• [Records for processing]
+--
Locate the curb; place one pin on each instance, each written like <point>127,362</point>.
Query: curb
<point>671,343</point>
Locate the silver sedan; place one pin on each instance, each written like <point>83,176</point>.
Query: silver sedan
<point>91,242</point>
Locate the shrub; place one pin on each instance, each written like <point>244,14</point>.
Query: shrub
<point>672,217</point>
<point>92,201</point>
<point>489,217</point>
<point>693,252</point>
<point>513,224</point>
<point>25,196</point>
+--
• [What the task requires]
Rewrite the listing above, changing every "shrub" to "bush" and keeping everything else the same.

• [The reply]
Locate the curb; place one pin on each instance, each written like <point>127,362</point>.
Query: curb
<point>671,343</point>
Locate the silver sedan; place one pin on each instance, each written like <point>83,176</point>.
Query: silver sedan
<point>91,242</point>
Locate the bush; place one pin on each instance, each written like <point>244,14</point>.
Query: bush
<point>672,217</point>
<point>92,201</point>
<point>489,217</point>
<point>693,252</point>
<point>513,224</point>
<point>25,196</point>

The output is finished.